[Region pointing data]
╭──
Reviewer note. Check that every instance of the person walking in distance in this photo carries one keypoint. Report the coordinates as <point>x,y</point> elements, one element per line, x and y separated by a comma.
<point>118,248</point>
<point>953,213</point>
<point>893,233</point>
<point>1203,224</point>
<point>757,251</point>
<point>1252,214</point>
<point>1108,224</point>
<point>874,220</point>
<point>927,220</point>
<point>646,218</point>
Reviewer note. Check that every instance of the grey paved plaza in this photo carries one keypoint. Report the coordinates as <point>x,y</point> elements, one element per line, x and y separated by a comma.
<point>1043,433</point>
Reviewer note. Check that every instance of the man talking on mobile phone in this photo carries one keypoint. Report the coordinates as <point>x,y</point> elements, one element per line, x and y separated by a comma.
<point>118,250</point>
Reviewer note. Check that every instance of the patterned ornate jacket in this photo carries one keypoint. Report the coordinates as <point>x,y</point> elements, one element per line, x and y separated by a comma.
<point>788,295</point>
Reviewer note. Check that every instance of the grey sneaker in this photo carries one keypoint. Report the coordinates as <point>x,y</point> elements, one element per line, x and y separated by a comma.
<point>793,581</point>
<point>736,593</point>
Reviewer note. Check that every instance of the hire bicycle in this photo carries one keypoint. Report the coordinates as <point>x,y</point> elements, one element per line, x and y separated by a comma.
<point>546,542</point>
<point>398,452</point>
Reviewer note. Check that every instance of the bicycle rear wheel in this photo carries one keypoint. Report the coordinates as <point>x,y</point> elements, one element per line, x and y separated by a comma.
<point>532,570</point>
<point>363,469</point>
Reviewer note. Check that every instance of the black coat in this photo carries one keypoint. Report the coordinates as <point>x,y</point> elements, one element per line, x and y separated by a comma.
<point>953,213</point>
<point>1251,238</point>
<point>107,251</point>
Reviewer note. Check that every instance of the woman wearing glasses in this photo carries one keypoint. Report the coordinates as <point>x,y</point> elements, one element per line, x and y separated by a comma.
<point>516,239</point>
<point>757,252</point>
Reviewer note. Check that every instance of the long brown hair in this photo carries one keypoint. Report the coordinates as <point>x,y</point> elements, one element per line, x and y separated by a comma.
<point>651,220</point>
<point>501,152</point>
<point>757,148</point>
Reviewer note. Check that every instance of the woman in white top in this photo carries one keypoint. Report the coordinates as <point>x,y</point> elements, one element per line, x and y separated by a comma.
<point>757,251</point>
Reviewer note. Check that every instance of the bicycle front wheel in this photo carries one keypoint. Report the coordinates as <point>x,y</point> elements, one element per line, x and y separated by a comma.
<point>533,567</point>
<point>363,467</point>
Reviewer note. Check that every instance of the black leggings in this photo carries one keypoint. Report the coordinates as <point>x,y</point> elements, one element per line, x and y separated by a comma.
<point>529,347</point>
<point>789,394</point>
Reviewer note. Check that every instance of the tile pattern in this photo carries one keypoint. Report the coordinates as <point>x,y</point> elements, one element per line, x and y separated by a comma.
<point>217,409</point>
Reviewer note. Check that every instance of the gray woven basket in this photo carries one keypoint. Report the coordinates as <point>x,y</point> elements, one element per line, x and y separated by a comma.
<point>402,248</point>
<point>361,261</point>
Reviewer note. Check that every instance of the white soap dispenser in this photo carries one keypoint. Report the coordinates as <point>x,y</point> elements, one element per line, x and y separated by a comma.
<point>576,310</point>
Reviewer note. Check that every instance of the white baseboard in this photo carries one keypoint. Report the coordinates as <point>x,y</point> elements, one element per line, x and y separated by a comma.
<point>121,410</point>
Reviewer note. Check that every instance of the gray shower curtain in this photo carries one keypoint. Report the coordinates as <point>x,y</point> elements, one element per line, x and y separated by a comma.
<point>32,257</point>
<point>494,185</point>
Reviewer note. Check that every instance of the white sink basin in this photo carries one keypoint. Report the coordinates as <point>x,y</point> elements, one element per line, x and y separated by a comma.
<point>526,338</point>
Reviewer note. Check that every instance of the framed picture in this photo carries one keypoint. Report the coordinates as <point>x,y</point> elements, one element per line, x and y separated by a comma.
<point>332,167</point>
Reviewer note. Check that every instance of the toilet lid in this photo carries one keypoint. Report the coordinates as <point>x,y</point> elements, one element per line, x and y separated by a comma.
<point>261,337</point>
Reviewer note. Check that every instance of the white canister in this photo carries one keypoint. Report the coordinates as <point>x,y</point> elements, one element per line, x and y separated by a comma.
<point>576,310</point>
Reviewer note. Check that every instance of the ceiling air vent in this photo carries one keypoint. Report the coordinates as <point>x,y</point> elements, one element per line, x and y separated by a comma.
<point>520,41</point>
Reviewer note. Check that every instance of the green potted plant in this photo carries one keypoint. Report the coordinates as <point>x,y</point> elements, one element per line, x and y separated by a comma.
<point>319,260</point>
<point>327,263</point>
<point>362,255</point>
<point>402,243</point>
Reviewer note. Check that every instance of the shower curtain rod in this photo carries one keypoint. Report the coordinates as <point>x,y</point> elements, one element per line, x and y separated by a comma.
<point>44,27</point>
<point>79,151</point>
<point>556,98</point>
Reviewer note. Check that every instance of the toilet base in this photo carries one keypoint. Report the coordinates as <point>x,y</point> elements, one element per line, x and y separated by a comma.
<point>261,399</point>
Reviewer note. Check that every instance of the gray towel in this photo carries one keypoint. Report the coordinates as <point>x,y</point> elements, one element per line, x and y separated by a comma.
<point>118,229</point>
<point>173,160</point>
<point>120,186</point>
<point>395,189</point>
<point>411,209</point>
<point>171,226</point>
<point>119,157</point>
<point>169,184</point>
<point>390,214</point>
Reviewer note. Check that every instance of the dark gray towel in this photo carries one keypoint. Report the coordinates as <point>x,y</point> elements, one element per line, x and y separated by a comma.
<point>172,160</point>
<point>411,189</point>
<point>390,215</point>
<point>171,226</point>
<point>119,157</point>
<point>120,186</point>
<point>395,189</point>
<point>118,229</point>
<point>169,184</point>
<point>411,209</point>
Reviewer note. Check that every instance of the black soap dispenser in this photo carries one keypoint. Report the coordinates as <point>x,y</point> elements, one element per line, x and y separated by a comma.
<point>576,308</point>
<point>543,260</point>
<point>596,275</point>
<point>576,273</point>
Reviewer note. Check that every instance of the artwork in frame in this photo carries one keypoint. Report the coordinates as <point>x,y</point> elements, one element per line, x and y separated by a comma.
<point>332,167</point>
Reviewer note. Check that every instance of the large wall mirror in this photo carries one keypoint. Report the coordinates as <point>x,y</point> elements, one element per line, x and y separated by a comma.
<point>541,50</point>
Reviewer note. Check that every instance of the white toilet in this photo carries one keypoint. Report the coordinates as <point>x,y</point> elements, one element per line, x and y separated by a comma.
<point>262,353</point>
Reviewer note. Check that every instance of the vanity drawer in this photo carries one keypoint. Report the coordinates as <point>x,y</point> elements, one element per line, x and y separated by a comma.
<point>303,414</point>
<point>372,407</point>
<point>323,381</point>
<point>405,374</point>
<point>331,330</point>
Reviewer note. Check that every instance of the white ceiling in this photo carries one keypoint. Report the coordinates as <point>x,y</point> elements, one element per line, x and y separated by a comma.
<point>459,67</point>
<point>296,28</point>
╰──
> Action item
The answer should be the full set of records, reproduced exactly.

> Exercise solution
Reviewer note. Check that every instance of the person walking in distance in this photo carries one keypoint. Report the coordinates as <point>x,y</point> elements, one element per line, x and y separated by a comma.
<point>118,248</point>
<point>953,213</point>
<point>893,233</point>
<point>1203,224</point>
<point>757,251</point>
<point>1252,214</point>
<point>1108,224</point>
<point>874,220</point>
<point>927,220</point>
<point>646,218</point>
Reviewer note. Check that every instance of the grey paved plaza in this photo carries one keypoint. Report the coordinates as <point>x,y</point> elements, one element per line, x and y separated by a comma.
<point>1043,433</point>
Reviewer note. Check that every instance of the man talking on mobile phone in this photo carries one keypoint. Report the coordinates as <point>x,y</point> elements, one element per line, x and y separated by a comma.
<point>118,250</point>
Reviewer note. Check that every instance of the patterned ornate jacket in this photo carries one keypoint. Report the coordinates as <point>x,y</point> elements, one element per line, x and y separated by a comma.
<point>788,295</point>
Reviewer note. Check that every instance of the grey sneaker in this photo carries one keypoint. Report the coordinates as <point>x,y</point> elements, one element per line, x and y separated by a comma.
<point>793,581</point>
<point>736,593</point>
Reviewer note. Check that every instance of the hire bicycle in this photo carries one keypoint. Report the coordinates as <point>x,y</point> elements, one element per line, x and y separated by a comma.
<point>546,542</point>
<point>398,452</point>
Reviewer note. Check that every instance of the bicycle rear wheel in this photo carries one keypoint. Report the coordinates as <point>x,y</point> elements, one element per line, x and y separated by a comma.
<point>532,570</point>
<point>363,469</point>
Reviewer note. Check that every instance of the black coat in this photo carries one keypoint. Report the coordinates as <point>x,y</point> elements, one element per line, x and y separated by a comma.
<point>953,213</point>
<point>1251,238</point>
<point>107,251</point>
Reviewer note. Check that every instance of the woman wearing glasses in this photo carries one keypoint. Report the coordinates as <point>x,y</point> elements, one element per line, x and y separated by a comma.
<point>516,239</point>
<point>757,252</point>
Reviewer note. Check that every instance of the long brown hair in this photo carries one keypoint. Report the coordinates as <point>x,y</point> elements, one element per line, x and y separated by a comma.
<point>651,220</point>
<point>501,152</point>
<point>757,148</point>
Reviewer note. Check that every instance of the woman in white top in this photo carries one keypoint. Report the coordinates as <point>x,y</point> elements, one element per line, x and y separated by a comma.
<point>757,251</point>
Reviewer note. Check that every instance of the bicycle front wheel in this photo carries one keypoint. Report the coordinates as <point>x,y</point> elements, one element per line, x and y separated by a comma.
<point>533,567</point>
<point>363,467</point>
Reviewer note. Check that every instance of the black leggings in this photo carries one keypoint. Report the coordinates as <point>x,y</point> elements, one element per line, x and y separated by a comma.
<point>529,347</point>
<point>789,394</point>
Reviewer note. Check that every instance of the tile pattern in this photo carries one keypoint. Report the coordinates as <point>x,y</point> elements, one element per line, x and y separated by a comma.
<point>217,409</point>
Reviewer note. Check that every instance of the gray woven basket in this photo carries one keypoint. Report the coordinates as <point>x,y</point> elements, one element per line, x and y separated by a comma.
<point>402,248</point>
<point>361,261</point>
Reviewer note. Check that every instance of the white soap dispenser in this photo carries one keypoint. Report the coordinates as <point>x,y</point> elements, one element per line, x and y separated by a comma.
<point>576,310</point>
Reviewer note. Check that every instance of the white baseboard in this photo carries one keypoint. Report the coordinates as <point>x,y</point> elements, one element per line, x and y separated by a comma.
<point>121,410</point>
Reviewer note. Check that every instance of the gray shower curtain in this photo carries one keypoint. Report the coordinates as <point>x,y</point> elements, one element per line, x and y separated by a comma.
<point>32,257</point>
<point>494,185</point>
Reviewer note. Check that every instance of the white sink basin in this photo carries one keypoint. Report the coordinates as <point>x,y</point> elements, one element per line, x and y separated by a comma.
<point>526,338</point>
Reviewer note. Check that every instance of the framed picture in this photo carries one keypoint. Report the coordinates as <point>x,y</point> elements, one element per line, x and y separated by a comma.
<point>332,167</point>
Reviewer note. Check that every instance of the toilet lid in this photo carries one keypoint. Report the coordinates as <point>x,y</point> elements, one element per line, x and y separated by a comma.
<point>261,337</point>
Reviewer note. Check that every instance of the white canister in this photo carries one keypoint. Report the coordinates as <point>x,y</point> elements, one element per line, x and y separated by a comma.
<point>576,310</point>
Reviewer note. Check that every instance of the ceiling air vent in this photo carries one keypoint. Report the coordinates as <point>x,y</point> elements, one element per line, x and y separated by a comma.
<point>520,41</point>
Reviewer note. Check that every instance of the green potted plant in this photo carries one keypoint. Report the coordinates as <point>x,y</point> elements, one element per line, x and y separated by a comma.
<point>319,260</point>
<point>327,263</point>
<point>362,255</point>
<point>402,243</point>
Reviewer note. Check that every instance of the shower curtain rod in this photo carries one keypoint. Report the coordinates as <point>x,y</point> elements, one element per line, x and y separated by a comma.
<point>44,27</point>
<point>79,151</point>
<point>556,98</point>
Reviewer note. Check that every instance of the toilet base in this photo carries one keypoint. Report the coordinates as <point>x,y</point> elements, one element per line, x and y separated by a comma.
<point>261,399</point>
Reviewer note. Check that every instance of the gray towel in this photo carries one keypoint. Report the coordinates as <point>x,y</point> elements, one element per line, x and y separated by a comma.
<point>118,229</point>
<point>173,160</point>
<point>120,186</point>
<point>395,189</point>
<point>411,209</point>
<point>171,226</point>
<point>119,157</point>
<point>169,184</point>
<point>390,214</point>
Reviewer note. Check that every instance of the dark gray towel in this photo carries one keypoint. Report the coordinates as <point>x,y</point> elements, one element per line, x and y separated by a comma.
<point>172,160</point>
<point>411,189</point>
<point>390,215</point>
<point>171,226</point>
<point>119,157</point>
<point>120,186</point>
<point>395,189</point>
<point>118,229</point>
<point>169,184</point>
<point>411,209</point>
Reviewer note. Check that every instance of the black soap dispenser in this photo carries one keypoint. Report the coordinates as <point>x,y</point> elements, one element per line, x and y separated by a comma.
<point>576,308</point>
<point>543,260</point>
<point>596,275</point>
<point>576,273</point>
Reviewer note. Check that every instance of the artwork in frame in this photo carries one keypoint. Report the coordinates as <point>x,y</point> elements, one element per line, x and y separated by a comma.
<point>332,167</point>
Reviewer note. Check that every instance of the large wall mirror in this photo carries one keypoint. Report the coordinates as <point>x,y</point> elements, one element per line, x and y separated by a comma.
<point>541,50</point>
Reviewer note. Check that every instance of the white toilet in this photo carries one keypoint. Report the coordinates as <point>x,y</point> elements, one element per line, x and y separated by a comma.
<point>262,353</point>
Reviewer note. Check that every instance of the vanity drawer in this photo carries one keypoint. Report the coordinates as <point>x,y</point> elements, one element per line, x and y separated by a comma.
<point>303,414</point>
<point>372,407</point>
<point>323,381</point>
<point>405,374</point>
<point>331,330</point>
Reviewer note. Check that every instance of the white ceiling in this photo carries one keypoint. Report the coordinates as <point>x,y</point> elements, one element per line, x and y separated by a comma.
<point>459,67</point>
<point>296,28</point>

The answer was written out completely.